De Kamer voor het Notariaat Arnhem-Leeuwarden heeft oud-notaris Planting uit Emmen vorige week een boete van 10.000 euro opgelegd wegens de mysterieuze verdwijning van een miljoen euro via zijn derdengeldenrekening en een op zijn kantooradres gevestigde stichting. De voorzieningenrechter sprak hem hiervan eerder dit jaar nog vrij, omdat hij de betrokkenheid van Planting onvoldoende aannemelijk vond.
In de zomer van 2014 liet een Noord-Hollandse ondernemer – de klager in deze tuchtzaak – een miljoen euro overmaken naar de derdengeldenrekening van notariaat ’t Suydevelt in Emmen. Het betrof de opbrengst van verkocht onroerend goed, dat hij wilde laten beleggen. Er werd een beleggingsplan opgesteld met hulp van een belastingadviseuse, en notaris Planting kreeg de opdracht om dit bedrag in twee delen van zo’n 500.000 euro als zijnde lening door te storten naar een Zwitserse vennootschap en naar de Stichting Derdengelden TB Belastingadviseurs, gevestigd op het adres van het notariskantoor. Kort na de transactie zou Planting zelf bestuurslid van de stichting worden.
Het Zwitserse bedrijf betaalde het bedrag niet terug; een ander bedrijf dat de 500.000 euro namens de stichting op zijn rekening gestort had gekregen, ging korte tijd later failliet. Het geld bleek geen deel uit te maken van de boedel en was spoorloos verdwenen. De ondernemer betichtte Planting van fraude en sleepte hem, het kantoor plus een kantoorgenoot en de stichting voor de rechter sleepte om het verloren geld terug te vorderen, te beginnen met een voorschot van 750.000 euro. Ook diende hij een tuchtklacht in tegen de in december 2015 gedefungeerde notaris.
De voorzieningenrechter vond dat onrechtmatig handelen door Planting niet was aangetoond – wel werd diens stichting veroordeeld tot betaling van een voorschot op de schadevergoeding –, en ook de Kamer voor het Notariaat stelt in haar uitspraak van vrijdag 24 juni dat de ondernemer niet goed heeft weten te onderbouwen dat de oud-notaris zelf bemoeienis heeft gehad met de overboeking, ook al had de belastingadviseuse de indruk gewekt dat de notaris toezicht zou houden op de belegging.

→ GEGEVEN RIJEN:
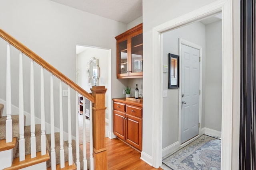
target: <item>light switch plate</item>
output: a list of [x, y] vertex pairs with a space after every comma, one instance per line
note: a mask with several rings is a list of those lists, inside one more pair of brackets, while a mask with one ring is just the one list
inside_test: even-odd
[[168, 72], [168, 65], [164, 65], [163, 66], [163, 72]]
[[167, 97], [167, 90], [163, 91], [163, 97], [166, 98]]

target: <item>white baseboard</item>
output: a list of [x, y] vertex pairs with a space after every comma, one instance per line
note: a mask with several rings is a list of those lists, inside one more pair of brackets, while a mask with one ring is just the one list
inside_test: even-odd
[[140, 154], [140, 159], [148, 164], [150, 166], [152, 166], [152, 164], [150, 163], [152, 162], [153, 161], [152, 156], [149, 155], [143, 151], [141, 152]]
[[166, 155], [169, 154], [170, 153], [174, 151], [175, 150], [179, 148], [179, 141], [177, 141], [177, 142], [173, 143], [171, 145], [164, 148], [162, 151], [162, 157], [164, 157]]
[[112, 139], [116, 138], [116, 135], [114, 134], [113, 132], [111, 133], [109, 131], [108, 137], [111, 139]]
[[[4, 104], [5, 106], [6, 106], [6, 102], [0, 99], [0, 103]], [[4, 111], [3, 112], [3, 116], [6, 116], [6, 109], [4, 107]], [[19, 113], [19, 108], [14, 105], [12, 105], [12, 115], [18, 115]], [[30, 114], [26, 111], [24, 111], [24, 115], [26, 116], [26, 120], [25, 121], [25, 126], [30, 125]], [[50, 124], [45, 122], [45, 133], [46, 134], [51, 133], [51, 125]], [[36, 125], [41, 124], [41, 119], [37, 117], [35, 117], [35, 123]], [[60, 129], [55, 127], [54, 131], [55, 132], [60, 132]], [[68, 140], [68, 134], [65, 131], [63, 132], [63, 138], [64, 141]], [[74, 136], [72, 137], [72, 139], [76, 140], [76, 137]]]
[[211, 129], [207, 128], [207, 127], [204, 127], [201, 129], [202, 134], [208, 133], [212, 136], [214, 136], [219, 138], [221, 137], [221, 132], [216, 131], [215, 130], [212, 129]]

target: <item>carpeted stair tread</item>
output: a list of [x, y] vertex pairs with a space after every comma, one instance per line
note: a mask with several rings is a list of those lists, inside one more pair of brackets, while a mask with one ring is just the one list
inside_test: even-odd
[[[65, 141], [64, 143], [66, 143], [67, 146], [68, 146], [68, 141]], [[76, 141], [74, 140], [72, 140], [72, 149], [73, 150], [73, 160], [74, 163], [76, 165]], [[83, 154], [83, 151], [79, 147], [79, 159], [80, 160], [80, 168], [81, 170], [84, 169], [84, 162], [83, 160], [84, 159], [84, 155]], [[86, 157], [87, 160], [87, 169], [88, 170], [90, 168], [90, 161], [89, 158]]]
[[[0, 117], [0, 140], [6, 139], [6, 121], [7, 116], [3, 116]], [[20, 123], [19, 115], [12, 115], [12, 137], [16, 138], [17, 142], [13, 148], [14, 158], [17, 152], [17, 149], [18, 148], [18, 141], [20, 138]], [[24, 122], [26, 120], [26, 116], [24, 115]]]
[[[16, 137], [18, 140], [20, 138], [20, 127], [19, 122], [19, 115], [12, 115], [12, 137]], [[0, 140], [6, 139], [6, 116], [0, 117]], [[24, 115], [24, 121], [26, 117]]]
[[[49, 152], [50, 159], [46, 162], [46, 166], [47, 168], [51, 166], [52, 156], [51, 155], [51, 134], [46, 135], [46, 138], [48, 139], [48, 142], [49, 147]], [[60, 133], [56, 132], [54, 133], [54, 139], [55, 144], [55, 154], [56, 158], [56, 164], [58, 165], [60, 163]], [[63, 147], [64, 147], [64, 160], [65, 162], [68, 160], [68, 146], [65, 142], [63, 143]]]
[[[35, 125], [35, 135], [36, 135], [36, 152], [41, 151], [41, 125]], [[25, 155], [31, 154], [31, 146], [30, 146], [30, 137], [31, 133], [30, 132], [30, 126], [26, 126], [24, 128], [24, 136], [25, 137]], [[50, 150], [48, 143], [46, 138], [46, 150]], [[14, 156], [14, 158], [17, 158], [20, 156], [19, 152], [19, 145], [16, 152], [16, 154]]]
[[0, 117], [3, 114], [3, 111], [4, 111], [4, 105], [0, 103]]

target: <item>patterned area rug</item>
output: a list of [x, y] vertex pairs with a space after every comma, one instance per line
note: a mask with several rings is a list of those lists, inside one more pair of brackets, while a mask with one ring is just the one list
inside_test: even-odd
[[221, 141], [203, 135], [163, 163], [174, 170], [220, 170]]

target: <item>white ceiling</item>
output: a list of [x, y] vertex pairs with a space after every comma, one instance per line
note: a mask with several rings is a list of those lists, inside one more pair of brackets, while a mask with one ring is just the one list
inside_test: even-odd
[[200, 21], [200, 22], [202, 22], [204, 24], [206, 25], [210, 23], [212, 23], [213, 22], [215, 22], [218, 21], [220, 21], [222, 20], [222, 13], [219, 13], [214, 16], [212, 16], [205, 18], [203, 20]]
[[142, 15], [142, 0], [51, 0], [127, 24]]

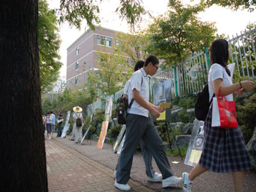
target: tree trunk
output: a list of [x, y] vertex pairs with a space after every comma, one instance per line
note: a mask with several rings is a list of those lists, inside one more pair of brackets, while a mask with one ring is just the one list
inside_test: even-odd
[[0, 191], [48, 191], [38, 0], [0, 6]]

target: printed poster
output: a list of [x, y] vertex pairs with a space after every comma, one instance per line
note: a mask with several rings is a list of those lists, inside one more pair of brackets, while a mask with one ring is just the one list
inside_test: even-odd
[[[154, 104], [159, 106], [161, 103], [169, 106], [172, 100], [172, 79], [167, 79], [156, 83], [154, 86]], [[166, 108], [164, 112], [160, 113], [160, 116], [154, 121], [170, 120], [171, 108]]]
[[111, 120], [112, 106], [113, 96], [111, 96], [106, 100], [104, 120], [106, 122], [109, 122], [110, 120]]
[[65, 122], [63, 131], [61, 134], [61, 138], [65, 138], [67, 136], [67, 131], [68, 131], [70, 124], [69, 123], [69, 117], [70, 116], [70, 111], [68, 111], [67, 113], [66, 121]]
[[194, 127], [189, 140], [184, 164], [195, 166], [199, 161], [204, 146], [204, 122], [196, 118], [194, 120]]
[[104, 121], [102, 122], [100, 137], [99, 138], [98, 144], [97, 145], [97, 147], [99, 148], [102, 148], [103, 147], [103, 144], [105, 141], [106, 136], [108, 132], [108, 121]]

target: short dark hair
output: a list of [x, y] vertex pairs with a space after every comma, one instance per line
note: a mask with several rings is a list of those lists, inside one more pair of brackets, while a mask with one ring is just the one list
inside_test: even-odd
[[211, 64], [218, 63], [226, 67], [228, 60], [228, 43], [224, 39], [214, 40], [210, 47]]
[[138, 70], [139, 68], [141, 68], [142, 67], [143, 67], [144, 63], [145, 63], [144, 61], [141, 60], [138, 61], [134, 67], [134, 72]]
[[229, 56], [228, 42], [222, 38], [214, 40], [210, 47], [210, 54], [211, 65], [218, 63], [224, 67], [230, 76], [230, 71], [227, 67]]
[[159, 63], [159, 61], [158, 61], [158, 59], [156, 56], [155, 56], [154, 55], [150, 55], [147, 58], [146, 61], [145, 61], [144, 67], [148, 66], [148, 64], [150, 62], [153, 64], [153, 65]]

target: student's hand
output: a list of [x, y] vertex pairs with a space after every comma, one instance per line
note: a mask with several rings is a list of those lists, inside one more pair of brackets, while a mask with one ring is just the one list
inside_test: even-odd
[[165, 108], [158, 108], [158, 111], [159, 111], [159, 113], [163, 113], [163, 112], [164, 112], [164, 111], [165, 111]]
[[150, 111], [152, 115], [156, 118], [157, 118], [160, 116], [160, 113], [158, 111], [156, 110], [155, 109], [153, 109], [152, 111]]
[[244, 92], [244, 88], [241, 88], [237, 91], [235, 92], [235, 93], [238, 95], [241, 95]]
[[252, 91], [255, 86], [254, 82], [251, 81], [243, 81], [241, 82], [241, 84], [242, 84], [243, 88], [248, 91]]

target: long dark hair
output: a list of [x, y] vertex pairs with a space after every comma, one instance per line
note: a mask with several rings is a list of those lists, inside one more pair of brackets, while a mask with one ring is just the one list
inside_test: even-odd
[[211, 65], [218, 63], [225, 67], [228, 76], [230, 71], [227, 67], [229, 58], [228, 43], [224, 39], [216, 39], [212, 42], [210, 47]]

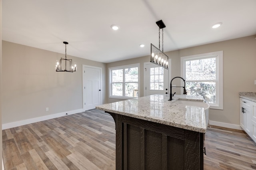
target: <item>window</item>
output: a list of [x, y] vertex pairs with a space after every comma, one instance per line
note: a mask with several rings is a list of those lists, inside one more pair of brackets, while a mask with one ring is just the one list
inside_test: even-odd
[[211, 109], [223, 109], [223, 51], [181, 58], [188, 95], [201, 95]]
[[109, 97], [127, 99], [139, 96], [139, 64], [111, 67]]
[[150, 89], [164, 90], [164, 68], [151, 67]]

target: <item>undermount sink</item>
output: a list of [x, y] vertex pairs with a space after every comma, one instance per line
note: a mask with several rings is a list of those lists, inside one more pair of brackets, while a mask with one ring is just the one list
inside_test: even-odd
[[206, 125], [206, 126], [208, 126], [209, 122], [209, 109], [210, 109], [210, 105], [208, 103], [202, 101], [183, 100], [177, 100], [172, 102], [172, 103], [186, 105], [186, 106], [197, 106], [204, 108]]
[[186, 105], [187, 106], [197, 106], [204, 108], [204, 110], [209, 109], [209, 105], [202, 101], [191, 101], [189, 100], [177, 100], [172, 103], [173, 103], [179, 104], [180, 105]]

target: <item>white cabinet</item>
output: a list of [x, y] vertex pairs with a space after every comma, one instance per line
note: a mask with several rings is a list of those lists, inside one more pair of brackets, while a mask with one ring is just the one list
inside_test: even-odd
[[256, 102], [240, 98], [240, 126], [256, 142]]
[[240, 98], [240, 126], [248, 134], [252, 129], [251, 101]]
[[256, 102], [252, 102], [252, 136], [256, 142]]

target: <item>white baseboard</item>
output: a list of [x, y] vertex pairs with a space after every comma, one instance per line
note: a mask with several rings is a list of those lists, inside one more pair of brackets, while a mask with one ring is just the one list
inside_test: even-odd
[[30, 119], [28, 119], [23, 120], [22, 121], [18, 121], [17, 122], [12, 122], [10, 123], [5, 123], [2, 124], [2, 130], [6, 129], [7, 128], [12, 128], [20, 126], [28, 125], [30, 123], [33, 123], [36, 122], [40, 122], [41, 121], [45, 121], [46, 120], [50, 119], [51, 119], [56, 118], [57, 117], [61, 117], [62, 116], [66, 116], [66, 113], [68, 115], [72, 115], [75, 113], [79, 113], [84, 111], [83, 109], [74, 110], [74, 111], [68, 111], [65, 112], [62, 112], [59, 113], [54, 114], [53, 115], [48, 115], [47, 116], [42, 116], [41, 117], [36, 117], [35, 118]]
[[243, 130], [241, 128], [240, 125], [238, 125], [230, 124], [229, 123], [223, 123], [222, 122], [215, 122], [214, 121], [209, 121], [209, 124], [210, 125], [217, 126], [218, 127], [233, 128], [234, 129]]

→ OPDRACHT:
Citeer uit het tekstfragment alles tussen "De Kamer voor het Notariaat Arnhem-Leeuwarden" en "onvoldoende aannemelijk vond.", die woorden zelf inbegrepen. De rijen zijn afkomstig uit een andere bron.

→ ANTWOORD HIERONDER:
De Kamer voor het Notariaat Arnhem-Leeuwarden heeft oud-notaris Planting uit Emmen vorige week een boete van 10.000 euro opgelegd wegens de mysterieuze verdwijning van een miljoen euro via zijn derdengeldenrekening en een op zijn kantooradres gevestigde stichting. De voorzieningenrechter sprak hem hiervan eerder dit jaar nog vrij, omdat hij de betrokkenheid van Planting onvoldoende aannemelijk vond.